__What you will do__.
- 1) According to the patch discussion, what is the per-process memory limit on many iOS devices?
- 2) Rewrite the part of the patch discussion that opens with the words containing "[PATCH] D68351: [profile]" and closes with "be quite off.", putting "the proposal's author" wherever "Petr" appears.
- 3) Continue the patch discussion from the point where it stops.

** Start Quoted text **

[PATCH] D68351: [profile] Add a mode to continuously sync counter updates to a file

Fri Oct 4 13:44:12 PDT 2019

I will let Petr chime in explaining more details -- the reply I provided
are based on my understanding of 'Reloc' proposal, which may be quite off.

David

On Fri, Oct 4, 2019 at 1:28 PM <vsk at apple.com> wrote:

>
>
> On Oct 4, 2019, at 10:30 AM, Xinliang David Li <xinliangli at gmail.com>
> wrote:
>
> Petr's method is more like 'relocating' the counter memory from static
> allocated memory to mmapped memory, but better be named 'reloc' method.
>
>
> Thank you, that's a much better name.
>
>
> Now lets do some comparison:
>
> 1) reloc method allows runtime to mmap from the start of the raw profile,
> so there is no need to page align the counter data in the file;
>
>
> Let me see if I follow. Is the idea to allocate a buffer large enough to
> contain the entire contiguous raw profile, in each instrumented image? I
> can see how it would be possible to mmap() a single such buffer onto a raw
> profile without any extra padding or format changes. However, this buffer
> allocation entails doubling the memory overhead of the
> `__llvm_prf_{cnts,data,names}` sections, as these would all need to be
> copied into the buffer-to-be-mmap'd. This may not work on well on iOS, as
> the devices we support are quite memory-constrained. The per-process memory
> limit on iOS is ~1.4GB on many devices -- clients like News.app or
> Music.app already get very close to this limit.
>
> Also, with more than one instrumented image (DSOs), I believe
> page-alignment padding is still necessary so that each in-memory raw
> profile buffer can be mmap()'d onto a page-aligned file offset.
>
> Perhaps that is a non-issue, as it can be solved by simply creating N
> different raw profiles -- one per instrumented image. Actually this should
> work for both proposed schemes.
>
>
> 2) reloc method does have more instrumentation overhead, however it is not
> as large as we think.
>    a) the bias load can be done at the start of the function
>    b) on x86, the addressing mode kicks in, there is actually no size
> difference in terms of updating:
>         addq    $1, counter+16(%rip)
>    vs
>        addq    $1, counter+16(%rax)
>
>   both are 7 bytes long.
>
> so the overhead will be a few bytes more per function.
>
>
> I see, thanks for this correction!
>
>
> 3) reloc method produces smaller sized raw profile
>
>
> I'm interested in understanding how major of an issue this is for Google's
> use cases. On iOS/macOS, the worst case overhead of section alignment
> padding is < 32K/8K respectively per image (due to 16K/4K pages). What's
> the expected file size overhead for Google? Is a much larger page size in
> use? If so, is switching to a smaller page size when running instrumented
> binaries an option?

** End Quoted text **
** Start Records shown **

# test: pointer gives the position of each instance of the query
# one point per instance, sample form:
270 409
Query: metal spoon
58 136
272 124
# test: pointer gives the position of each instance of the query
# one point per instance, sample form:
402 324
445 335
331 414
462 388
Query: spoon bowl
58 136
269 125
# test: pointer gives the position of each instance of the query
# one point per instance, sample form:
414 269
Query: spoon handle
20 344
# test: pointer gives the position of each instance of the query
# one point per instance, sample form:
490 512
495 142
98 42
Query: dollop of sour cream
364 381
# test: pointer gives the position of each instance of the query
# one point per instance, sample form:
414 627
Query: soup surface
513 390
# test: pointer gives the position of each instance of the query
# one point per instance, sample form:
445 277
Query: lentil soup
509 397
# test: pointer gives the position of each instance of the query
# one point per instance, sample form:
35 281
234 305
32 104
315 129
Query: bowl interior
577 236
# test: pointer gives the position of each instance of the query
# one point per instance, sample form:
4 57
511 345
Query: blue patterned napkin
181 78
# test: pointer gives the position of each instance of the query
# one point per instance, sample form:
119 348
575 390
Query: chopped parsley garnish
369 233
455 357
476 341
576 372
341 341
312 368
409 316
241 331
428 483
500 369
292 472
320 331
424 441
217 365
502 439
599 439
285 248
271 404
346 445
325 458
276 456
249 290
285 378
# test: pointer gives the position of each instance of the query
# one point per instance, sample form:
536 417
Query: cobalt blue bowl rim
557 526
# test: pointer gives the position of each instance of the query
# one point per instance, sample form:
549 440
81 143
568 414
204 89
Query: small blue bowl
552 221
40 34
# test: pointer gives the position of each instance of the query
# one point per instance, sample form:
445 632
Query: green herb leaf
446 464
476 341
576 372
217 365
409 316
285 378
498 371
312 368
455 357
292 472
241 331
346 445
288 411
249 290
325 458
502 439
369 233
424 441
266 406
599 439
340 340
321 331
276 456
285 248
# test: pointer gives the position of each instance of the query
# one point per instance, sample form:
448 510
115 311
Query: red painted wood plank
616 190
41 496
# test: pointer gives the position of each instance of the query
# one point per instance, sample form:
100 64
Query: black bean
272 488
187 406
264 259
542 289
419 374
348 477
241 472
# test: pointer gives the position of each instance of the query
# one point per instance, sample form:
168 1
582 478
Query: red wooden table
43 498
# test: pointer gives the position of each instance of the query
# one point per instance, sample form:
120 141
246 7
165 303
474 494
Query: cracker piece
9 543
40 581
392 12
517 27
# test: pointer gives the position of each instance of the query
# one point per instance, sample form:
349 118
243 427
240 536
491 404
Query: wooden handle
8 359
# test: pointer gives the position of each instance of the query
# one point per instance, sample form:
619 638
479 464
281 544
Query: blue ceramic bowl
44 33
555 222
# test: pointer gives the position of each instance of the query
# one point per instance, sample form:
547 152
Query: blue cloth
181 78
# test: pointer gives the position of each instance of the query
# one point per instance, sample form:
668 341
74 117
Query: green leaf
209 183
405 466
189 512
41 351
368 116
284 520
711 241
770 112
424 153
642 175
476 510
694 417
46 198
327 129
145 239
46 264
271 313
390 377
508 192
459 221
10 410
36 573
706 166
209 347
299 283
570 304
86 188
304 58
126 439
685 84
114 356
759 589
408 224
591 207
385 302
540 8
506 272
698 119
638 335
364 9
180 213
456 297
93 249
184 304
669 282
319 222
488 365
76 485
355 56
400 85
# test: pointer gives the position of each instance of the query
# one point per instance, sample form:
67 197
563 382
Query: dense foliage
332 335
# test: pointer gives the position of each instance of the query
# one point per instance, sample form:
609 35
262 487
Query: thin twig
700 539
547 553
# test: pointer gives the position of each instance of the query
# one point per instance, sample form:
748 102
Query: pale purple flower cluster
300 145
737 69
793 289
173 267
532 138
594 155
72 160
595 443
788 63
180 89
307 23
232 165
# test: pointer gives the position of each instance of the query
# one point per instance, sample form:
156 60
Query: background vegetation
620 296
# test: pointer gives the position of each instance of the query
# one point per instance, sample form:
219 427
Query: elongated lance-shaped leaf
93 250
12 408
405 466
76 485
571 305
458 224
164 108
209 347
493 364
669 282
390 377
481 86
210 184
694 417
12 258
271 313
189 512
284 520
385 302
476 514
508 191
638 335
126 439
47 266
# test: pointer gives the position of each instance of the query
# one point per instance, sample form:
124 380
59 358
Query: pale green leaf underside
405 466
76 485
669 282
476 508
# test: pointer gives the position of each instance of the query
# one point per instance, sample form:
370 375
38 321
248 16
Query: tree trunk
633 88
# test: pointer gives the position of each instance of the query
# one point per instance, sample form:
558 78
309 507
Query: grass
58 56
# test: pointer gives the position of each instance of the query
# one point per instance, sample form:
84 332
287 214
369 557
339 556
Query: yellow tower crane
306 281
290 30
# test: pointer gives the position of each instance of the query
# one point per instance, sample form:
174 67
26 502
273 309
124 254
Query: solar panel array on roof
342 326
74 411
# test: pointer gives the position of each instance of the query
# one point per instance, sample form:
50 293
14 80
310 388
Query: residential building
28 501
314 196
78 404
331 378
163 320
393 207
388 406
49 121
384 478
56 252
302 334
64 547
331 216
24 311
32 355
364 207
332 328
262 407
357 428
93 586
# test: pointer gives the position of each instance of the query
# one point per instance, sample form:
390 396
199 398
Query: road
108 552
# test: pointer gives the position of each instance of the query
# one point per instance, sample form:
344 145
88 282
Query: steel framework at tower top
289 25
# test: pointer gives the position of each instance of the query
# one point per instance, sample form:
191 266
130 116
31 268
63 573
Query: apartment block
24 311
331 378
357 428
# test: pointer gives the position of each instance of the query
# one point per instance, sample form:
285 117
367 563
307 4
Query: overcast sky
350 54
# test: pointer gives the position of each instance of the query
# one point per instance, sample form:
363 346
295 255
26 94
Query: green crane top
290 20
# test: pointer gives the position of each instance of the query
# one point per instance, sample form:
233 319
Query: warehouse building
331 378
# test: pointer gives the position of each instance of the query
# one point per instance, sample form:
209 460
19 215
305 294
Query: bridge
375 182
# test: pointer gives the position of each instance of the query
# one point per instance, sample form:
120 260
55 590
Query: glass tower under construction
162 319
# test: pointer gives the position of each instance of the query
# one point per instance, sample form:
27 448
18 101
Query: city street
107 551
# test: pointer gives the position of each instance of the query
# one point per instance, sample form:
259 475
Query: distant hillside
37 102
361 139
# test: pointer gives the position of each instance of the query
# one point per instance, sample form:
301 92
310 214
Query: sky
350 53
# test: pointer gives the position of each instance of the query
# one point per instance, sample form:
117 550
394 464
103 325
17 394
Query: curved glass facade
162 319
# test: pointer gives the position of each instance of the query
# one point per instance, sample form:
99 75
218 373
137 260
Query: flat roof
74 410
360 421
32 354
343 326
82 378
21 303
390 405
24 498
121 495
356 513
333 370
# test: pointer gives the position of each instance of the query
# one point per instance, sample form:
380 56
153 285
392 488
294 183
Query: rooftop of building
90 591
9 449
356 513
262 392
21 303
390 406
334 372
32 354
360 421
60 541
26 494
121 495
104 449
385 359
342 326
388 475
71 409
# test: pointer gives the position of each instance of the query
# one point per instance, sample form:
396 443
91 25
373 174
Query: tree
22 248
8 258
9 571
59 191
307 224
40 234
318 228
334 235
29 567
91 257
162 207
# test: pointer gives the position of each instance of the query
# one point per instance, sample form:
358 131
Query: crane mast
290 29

** End Records shown **

__Answers__.
- 1) About 1.4GB.

- 2)
[PATCH] D68351: [profile] Add a mode to continuously sync counter updates to a file

Fri Oct 4 13:44:12 PDT 2019

I will let the proposal's author chime in explaining more details -- the reply I provided
are based on my understanding of 'Reloc' proposal, which may be quite off.

- 3)
>
> In addition to understanding this, per my last comment to Petr, I would
> also like to understand the specific security concerns w.r.t mapping a
> section onto a file. If this is something Darwin should not allow, I would
> like to let our kernel team know!
>
>
> 4) The continuous method has the advantage of being more efficient in
> running speed.
>
>
> As pointed out above, the reduced memory overhead is another (perhaps more
> significant) factor.
>
>
> Also, I believe both methods should support on-line merging -- as the
> profile update happens 'In-place' -- the online merging code can be
> simplified (no locking, reading, updating are needed).
>
>
> Thanks for pointing this out. In my last experiment, I added a `while
> (true) { print-counters; sleep(...) }` loop to `darwin-proof-of-concept.c`
> after it set up the mmap(), and then edited the counter section of the
> profile using a hex editor. The updates did not appear in the
> `proof-of-concept` process. But perhaps there is a more sophisticated way
> to share the physical pages backing `__llvm_prf_cnts` between processes,
> while they are also mapped onto the filesystem. I need to run more
> experiments to understand this.
>
> vedant
>
>
>
> David
>
>
>
>
>
>
>
>
> On Thu, Oct 3, 2019 at 4:18 PM Vedant Kumar via Phabricator via
> llvm-commits <llvm-commits at lists.llvm.org> wrote:
>
>> vsk added a comment.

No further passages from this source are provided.